=== SUPPLIED ENTRIES ===
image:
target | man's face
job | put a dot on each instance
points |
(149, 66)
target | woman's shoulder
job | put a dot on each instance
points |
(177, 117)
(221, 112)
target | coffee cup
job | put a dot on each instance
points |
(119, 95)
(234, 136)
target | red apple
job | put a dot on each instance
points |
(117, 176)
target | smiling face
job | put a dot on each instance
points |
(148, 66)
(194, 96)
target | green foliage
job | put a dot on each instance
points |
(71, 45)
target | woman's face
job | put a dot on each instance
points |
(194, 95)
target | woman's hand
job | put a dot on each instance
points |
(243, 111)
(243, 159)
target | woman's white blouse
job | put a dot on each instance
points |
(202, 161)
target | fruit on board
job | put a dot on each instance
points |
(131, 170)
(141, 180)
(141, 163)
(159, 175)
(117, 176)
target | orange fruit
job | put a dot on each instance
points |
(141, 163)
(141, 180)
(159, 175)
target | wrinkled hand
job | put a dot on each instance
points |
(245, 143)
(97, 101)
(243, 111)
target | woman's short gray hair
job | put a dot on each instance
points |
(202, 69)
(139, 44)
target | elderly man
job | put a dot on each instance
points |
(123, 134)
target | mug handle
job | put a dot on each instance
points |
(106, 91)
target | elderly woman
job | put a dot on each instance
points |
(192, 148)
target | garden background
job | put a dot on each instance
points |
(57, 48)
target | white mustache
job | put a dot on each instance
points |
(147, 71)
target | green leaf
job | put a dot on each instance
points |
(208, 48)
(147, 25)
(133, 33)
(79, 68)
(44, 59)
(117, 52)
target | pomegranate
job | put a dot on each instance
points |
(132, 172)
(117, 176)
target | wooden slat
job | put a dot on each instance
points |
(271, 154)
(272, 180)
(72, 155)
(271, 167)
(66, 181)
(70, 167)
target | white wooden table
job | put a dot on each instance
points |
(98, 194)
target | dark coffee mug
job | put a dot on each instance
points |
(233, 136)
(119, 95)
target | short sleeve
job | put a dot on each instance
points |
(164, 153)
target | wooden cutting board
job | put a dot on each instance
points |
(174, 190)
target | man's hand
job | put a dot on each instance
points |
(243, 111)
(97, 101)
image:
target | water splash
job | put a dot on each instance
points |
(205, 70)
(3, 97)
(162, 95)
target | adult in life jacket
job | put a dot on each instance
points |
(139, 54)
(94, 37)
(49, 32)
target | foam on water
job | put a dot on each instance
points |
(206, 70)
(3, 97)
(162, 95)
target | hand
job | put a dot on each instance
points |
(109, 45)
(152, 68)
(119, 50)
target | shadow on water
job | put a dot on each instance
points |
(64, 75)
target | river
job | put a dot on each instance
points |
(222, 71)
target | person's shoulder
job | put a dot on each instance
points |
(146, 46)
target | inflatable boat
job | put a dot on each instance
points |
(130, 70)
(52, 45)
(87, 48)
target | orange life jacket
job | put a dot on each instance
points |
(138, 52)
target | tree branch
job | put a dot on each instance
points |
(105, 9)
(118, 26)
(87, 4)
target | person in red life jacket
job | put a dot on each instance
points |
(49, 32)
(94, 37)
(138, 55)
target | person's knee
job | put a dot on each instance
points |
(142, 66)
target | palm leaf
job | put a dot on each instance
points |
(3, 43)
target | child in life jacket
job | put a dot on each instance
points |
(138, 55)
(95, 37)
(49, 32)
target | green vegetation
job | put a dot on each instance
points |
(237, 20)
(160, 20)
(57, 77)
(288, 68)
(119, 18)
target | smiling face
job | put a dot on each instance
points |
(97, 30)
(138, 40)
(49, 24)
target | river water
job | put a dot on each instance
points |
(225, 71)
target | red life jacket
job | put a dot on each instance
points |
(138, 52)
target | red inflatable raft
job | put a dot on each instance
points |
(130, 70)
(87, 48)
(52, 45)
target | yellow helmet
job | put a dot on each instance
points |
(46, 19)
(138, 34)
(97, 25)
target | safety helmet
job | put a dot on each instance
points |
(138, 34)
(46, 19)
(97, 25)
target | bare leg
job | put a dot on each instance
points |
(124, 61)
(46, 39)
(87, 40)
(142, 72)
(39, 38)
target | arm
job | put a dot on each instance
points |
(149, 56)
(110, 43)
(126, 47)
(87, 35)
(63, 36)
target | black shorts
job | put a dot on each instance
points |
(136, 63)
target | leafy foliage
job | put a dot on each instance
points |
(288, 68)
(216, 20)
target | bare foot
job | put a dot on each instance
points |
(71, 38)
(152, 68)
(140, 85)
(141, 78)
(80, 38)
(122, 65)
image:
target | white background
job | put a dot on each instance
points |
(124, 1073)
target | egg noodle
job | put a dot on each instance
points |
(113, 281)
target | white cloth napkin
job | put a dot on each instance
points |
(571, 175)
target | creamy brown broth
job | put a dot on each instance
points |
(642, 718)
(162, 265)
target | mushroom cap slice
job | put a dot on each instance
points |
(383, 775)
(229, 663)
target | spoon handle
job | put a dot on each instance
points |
===
== TASK DESCRIPTION ==
Write out all of the records above exactly as they appear.

== REPLY ==
image:
target | man's face
job | put a dot on each instance
points |
(149, 66)
target | woman's shoulder
job | put a dot on each instance
points |
(177, 117)
(221, 112)
target | coffee cup
job | put a dot on each instance
points |
(119, 95)
(234, 136)
target | red apple
job | put a dot on each instance
points |
(117, 176)
target | smiling face
job | put a dot on each instance
points |
(148, 66)
(194, 96)
target | green foliage
job | put a dot on each instance
points |
(71, 45)
target | woman's face
job | put a dot on each instance
points |
(194, 95)
target | woman's hand
job | put a dot on each instance
points |
(243, 111)
(243, 159)
target | woman's white blouse
job | put a dot on each instance
points |
(202, 161)
target | fruit on board
job | put a dot on each instance
points |
(131, 170)
(141, 180)
(141, 163)
(159, 175)
(117, 176)
target | orange fruit
job | put a dot on each instance
points |
(141, 163)
(141, 180)
(159, 175)
target | wrinkled hand
job | put a dot on each instance
points |
(245, 143)
(97, 101)
(243, 111)
target | woman's short gray hair
job | put a dot on each instance
points |
(202, 69)
(139, 44)
target | elderly man
job | put a dot on each instance
points |
(123, 134)
target | mug handle
job | put a dot on each instance
points |
(106, 91)
target | elderly woman
job | put a dot on each instance
points |
(192, 148)
target | garden background
job | put a dot on each instance
points |
(57, 48)
target | white mustache
job | put a dot on each instance
points |
(147, 71)
target | green leaf
job | put a dot on each instance
points |
(208, 48)
(147, 25)
(133, 33)
(79, 68)
(44, 59)
(117, 52)
target | pomegranate
job | put a dot on each instance
points |
(132, 172)
(117, 176)
target | wooden slat
job | put a dot on each instance
points |
(271, 154)
(272, 180)
(72, 155)
(271, 167)
(66, 181)
(70, 167)
target | white wooden table
job | put a dot on each instance
points |
(98, 194)
target | dark coffee mug
job | put a dot on each instance
points |
(233, 136)
(119, 95)
target | short sleeve
job | put a dot on each instance
points |
(164, 153)
target | wooden cutting board
job | put a dot on each instance
points |
(174, 190)
target | man's hand
job | put a dot on each instance
points |
(243, 111)
(97, 101)
image:
target | water splash
job | put a dot on each instance
points |
(205, 70)
(3, 97)
(162, 95)
target | adult in life jacket
job | put a dot on each instance
points |
(139, 54)
(94, 37)
(49, 32)
target | foam on water
job | put a dot on each instance
points |
(206, 70)
(3, 97)
(162, 95)
target | hand
job | put a dot on each instance
points |
(109, 45)
(152, 68)
(119, 50)
target | shadow on water
job | put a dot on each instance
points |
(64, 75)
target | river
job | put a dot on each instance
points |
(222, 71)
target | person's shoulder
job | put a dot on each instance
points |
(146, 46)
target | inflatable boat
job | put a dot on each instance
points |
(130, 70)
(52, 45)
(87, 48)
target | orange life jacket
job | put a dot on each instance
points |
(138, 52)
target | tree branch
job | put a dot on each instance
points |
(105, 9)
(118, 26)
(87, 4)
target | person in red life jacket
job | put a dot on each instance
points |
(49, 32)
(94, 37)
(138, 55)
target | person's knee
job | put a dot on each instance
points |
(142, 66)
target | palm leaf
job | put a dot on each instance
points |
(3, 43)
target | child in life jacket
job | put a dot on each instance
points |
(138, 55)
(95, 37)
(49, 32)
target | green vegetation
job | put a dot on each instance
points |
(237, 20)
(160, 20)
(57, 77)
(288, 68)
(119, 18)
target | smiling face
job | put a dot on each instance
points |
(97, 30)
(138, 40)
(49, 24)
target | river water
job | put a dot on each instance
points |
(225, 71)
target | red life jacket
job | put a dot on each instance
points |
(138, 52)
target | red inflatable raft
job | put a dot on each instance
points |
(130, 70)
(87, 48)
(52, 45)
target | yellow helmet
job | put a dot on each instance
points |
(46, 19)
(138, 34)
(97, 25)
target | safety helmet
job | put a dot on each instance
points |
(138, 34)
(46, 19)
(97, 25)
target | bare leg
job | put a dot on each instance
points |
(124, 61)
(46, 39)
(87, 40)
(142, 72)
(39, 38)
target | arm
job | put a dot on each instance
points |
(149, 56)
(110, 43)
(126, 47)
(87, 35)
(63, 36)
target | black shorts
job | put a dot on each instance
points |
(136, 63)
target | leafy foliage
job | put a dot on each instance
points |
(288, 68)
(216, 20)
target | bare foot
job | put a dot on each instance
points |
(71, 38)
(152, 68)
(140, 85)
(141, 78)
(80, 38)
(122, 65)
image:
target | white background
job | put a dot on each instance
points |
(124, 1073)
target | egg noodle
job | put a dot on each instance
points |
(113, 281)
target | white cloth napkin
job | put a dot on each instance
points |
(571, 175)
target | creamy brown broth
job | put a dot on each instance
points |
(642, 718)
(162, 265)
target | mushroom cap slice
job | put a dot on each instance
points |
(383, 775)
(229, 663)
target | spoon handle
job | put a dot on each instance
points |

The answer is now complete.